'''

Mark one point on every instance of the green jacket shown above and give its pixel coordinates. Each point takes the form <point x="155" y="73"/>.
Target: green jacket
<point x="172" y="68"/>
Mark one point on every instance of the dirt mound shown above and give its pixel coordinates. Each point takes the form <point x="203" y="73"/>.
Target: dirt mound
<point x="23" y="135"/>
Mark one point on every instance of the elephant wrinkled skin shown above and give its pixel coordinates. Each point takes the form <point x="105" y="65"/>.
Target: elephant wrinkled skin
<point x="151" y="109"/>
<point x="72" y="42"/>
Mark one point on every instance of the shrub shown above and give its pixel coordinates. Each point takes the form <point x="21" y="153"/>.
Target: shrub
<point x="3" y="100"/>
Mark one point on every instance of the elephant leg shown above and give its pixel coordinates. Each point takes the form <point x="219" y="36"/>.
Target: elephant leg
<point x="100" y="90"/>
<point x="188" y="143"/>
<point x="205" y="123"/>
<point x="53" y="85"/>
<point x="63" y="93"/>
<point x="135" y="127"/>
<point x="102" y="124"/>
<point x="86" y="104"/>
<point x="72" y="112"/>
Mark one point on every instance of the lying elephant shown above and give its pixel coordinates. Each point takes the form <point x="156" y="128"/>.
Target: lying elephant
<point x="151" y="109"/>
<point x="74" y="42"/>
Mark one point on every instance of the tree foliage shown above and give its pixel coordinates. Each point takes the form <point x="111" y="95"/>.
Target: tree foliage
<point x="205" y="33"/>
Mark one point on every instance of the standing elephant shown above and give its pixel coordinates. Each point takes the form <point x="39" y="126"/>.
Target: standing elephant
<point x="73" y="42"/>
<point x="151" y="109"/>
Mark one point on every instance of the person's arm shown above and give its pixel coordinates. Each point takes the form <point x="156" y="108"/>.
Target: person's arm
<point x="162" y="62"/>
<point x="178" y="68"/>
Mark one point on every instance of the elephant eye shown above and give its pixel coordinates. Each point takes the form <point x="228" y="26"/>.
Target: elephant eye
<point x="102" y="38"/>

'''

▶ _Work required_
Go through the listing above and locate each line that holds the word "instance". Copy those lines.

▶ _Your solution_
Mark one point on every instance of the green jacket shown above and give its pixel coordinates. Each point takes the form <point x="155" y="73"/>.
Mark one point on every instance of the dirt mound shown above and give its pixel coordinates. Each point takes the form <point x="203" y="73"/>.
Mark one point on every instance of the elephant wrinkled skin shown above and give its pixel coordinates. Each point takes the form <point x="105" y="65"/>.
Mark one point on every instance of the shrub shown above and give its pixel coordinates. Each point takes the form <point x="21" y="153"/>.
Mark one point on every instance of the elephant leg shown above and give its pixel coordinates. Each point takes the form <point x="219" y="36"/>.
Mark one point on every instance of the lying elephant shown above and give its pixel coordinates. Each point takes the form <point x="156" y="128"/>.
Mark one point on every instance of the tree foliage shown above and give its pixel coordinates. Each point takes the form <point x="111" y="95"/>.
Mark one point on every instance of the standing elephant shown above and give its pixel coordinates. Each point takes the form <point x="39" y="126"/>.
Mark one point on every instance of the person's arm shown above and give its pixel coordinates. Each point takes the form <point x="156" y="108"/>.
Mark one point on every instance of the elephant eye shown above and give its pixel coordinates. Each point takes the form <point x="228" y="26"/>.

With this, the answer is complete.